The reply is to be an exact repetition of the entries that follow, with each picture left out.

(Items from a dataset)
-----
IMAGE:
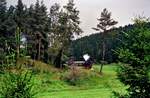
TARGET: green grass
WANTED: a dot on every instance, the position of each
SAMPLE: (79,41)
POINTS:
(49,83)
(100,86)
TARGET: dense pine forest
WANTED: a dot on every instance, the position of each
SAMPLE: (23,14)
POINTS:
(41,55)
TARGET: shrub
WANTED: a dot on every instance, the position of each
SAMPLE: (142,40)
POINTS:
(135,54)
(16,85)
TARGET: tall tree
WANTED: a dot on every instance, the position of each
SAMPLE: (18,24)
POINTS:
(20,20)
(37,31)
(68,26)
(105,23)
(135,56)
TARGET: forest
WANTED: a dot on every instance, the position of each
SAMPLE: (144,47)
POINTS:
(37,45)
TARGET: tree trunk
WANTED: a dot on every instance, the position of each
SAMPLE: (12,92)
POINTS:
(103,53)
(57,61)
(39,49)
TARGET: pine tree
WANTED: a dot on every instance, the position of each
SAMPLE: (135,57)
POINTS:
(20,21)
(135,56)
(68,27)
(37,31)
(105,23)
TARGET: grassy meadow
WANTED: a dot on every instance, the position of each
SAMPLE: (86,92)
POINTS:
(50,82)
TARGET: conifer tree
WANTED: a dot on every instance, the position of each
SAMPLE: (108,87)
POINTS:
(105,23)
(68,27)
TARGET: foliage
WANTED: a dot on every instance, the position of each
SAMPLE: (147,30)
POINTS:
(16,85)
(135,55)
(105,23)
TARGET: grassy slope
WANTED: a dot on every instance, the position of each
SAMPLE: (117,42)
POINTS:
(49,85)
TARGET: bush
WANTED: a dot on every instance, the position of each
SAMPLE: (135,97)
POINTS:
(135,54)
(17,85)
(77,76)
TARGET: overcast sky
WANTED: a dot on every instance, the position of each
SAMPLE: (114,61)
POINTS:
(122,10)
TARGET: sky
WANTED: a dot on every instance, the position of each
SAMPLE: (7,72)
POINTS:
(123,11)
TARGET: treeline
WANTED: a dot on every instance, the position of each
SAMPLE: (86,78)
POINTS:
(92,44)
(44,35)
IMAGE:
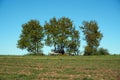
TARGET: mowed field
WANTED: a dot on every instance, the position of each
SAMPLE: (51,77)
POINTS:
(59,67)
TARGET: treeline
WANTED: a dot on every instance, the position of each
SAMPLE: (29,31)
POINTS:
(63,35)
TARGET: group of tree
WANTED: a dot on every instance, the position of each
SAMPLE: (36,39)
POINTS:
(62,34)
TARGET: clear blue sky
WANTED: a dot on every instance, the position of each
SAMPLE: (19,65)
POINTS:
(14,13)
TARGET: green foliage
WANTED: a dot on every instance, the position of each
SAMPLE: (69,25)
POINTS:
(62,35)
(31,37)
(102,51)
(92,36)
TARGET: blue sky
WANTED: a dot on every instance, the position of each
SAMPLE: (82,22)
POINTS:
(14,13)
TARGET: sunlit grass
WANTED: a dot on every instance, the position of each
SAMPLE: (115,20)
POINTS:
(59,67)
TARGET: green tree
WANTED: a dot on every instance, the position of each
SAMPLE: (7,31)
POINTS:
(92,36)
(102,51)
(31,37)
(74,43)
(59,33)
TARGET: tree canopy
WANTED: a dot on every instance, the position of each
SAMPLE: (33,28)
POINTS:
(61,34)
(31,37)
(92,36)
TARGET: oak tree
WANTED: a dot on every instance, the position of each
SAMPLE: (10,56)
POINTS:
(31,37)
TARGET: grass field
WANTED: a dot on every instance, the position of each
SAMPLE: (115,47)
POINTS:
(59,68)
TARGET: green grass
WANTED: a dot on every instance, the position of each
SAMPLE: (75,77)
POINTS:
(59,67)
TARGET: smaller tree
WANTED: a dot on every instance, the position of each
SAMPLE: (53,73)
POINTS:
(31,37)
(103,51)
(92,36)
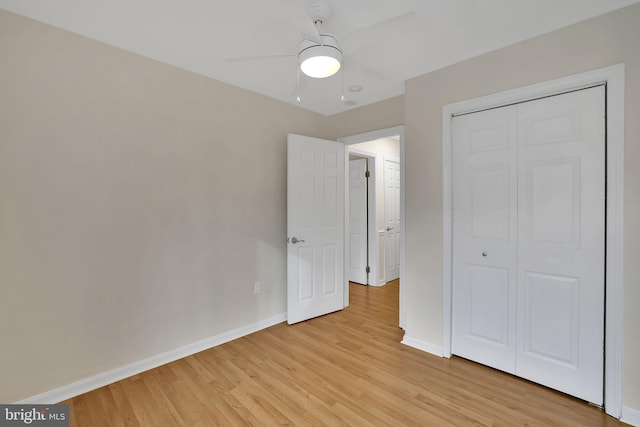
-----
▶ _EXERCISE ANSWER_
IMAGE:
TARGET: green grass
WANTED: a dot on every instance, the position of each
SAMPLE: (79,41)
POINTS:
(49,83)
(100,86)
TARGET: dense pine forest
WANTED: a dot on every instance, the position of each
SAMPLE: (23,14)
POINTS:
(41,55)
TARGET: shrub
WANTED: a dot on every instance, the position of each
SAMPLE: (142,40)
POINTS:
(135,54)
(16,85)
TARGET: tall tree
WANTED: a dot on every instance, the position of each
SAMPLE: (18,24)
POINTS:
(20,20)
(37,31)
(68,26)
(105,23)
(135,56)
TARGET: forest
WANTED: a dot on every instance, the position of each
SAMPLE: (144,47)
POINTS:
(37,45)
TARGET: tree trunk
WANTED: a dot on every instance, the position of each
SAMPLE: (12,92)
POINTS:
(103,53)
(57,61)
(39,49)
TARGET: pine tree
WANTED: a dot on every instance, the position of each
SAMPLE: (135,57)
POINTS:
(20,21)
(135,56)
(68,27)
(37,31)
(105,23)
TARGET: grassy meadow
WANTED: a dot on every instance, the position of each
SAMPLE: (86,92)
POINTS:
(50,82)
TARGET: conifer tree
WANTED: a dot on every instance, the position of each
SAMPLE: (108,87)
POINTS:
(105,23)
(68,27)
TARGET: foliage
WANTED: a dot on every instance, the position of each
SAMPLE: (147,30)
POINTS:
(16,85)
(135,55)
(105,23)
TARGET: grassy slope
WANTED: a dot on every instance, the position of each
SAMPLE: (117,42)
POINTS:
(49,85)
TARGET: bush
WANTED: a dot on every instance, the position of each
SAMPLE: (135,97)
POINTS:
(135,54)
(17,85)
(77,76)
TARGET: overcast sky
WANTED: a dot on every instance, the position of each
SAMPLE: (114,61)
POINTS:
(122,10)
TARGET: sky
WANTED: a dot on every instance, the position of each
SAMPLE: (7,72)
POINTS:
(123,11)
TARGET: treeline
WANTED: a dot on every instance, the position of each
SAMPLE: (86,78)
POINTS:
(92,44)
(44,35)
IMAGE:
TARGET: mowed field
WANTED: a dot on every instance, the position of each
SAMPLE: (51,77)
POINTS:
(59,67)
TARGET: treeline
WANTED: a dot on every instance, the position of each
SAMPLE: (29,31)
POINTS:
(63,35)
TARGET: group of tree
WANTED: a dot on every instance, the position of each
SAMPLE: (36,39)
POINTS:
(62,34)
TARGET: clear blue sky
WANTED: a dot on every instance, the position of each
SAMPLE: (19,65)
POINTS:
(14,13)
TARGET: green foliage
WANTED: a dot on every instance, the position of each
SAMPLE: (69,25)
POINTS:
(62,35)
(31,37)
(102,51)
(92,36)
TARGET: blue sky
WANTED: a dot on every instance, the position of each
SAMPLE: (82,22)
POINTS:
(14,13)
TARGET: sunlit grass
WANTED: a dot on every instance, the position of each
SAMPLE: (115,20)
POINTS:
(59,67)
TARGET: green tree
WANTED: a dot on every instance, the position of each
SAMPLE: (7,31)
POINTS:
(92,36)
(102,51)
(31,37)
(74,43)
(59,33)
TARGET: tree canopy
WANTED: a dot on every instance, the position of each
SAMPLE: (33,28)
POINTS:
(61,34)
(31,37)
(92,36)
TARGET: oak tree
WANTED: a dot on every instance, the position of each
SAMPLE: (10,56)
POINTS:
(31,37)
TARGET: grass field
WANTED: a dot on every instance, the position of each
SAMPLE: (115,47)
POINTS:
(59,68)
TARGET: green grass
WANTED: a dot on every instance, the position of each
SAMPLE: (75,77)
POINTS:
(59,67)
TARGET: smaller tree
WANTED: a dot on every instance, the position of each
SAMPLE: (53,73)
POINTS:
(31,37)
(103,51)
(92,36)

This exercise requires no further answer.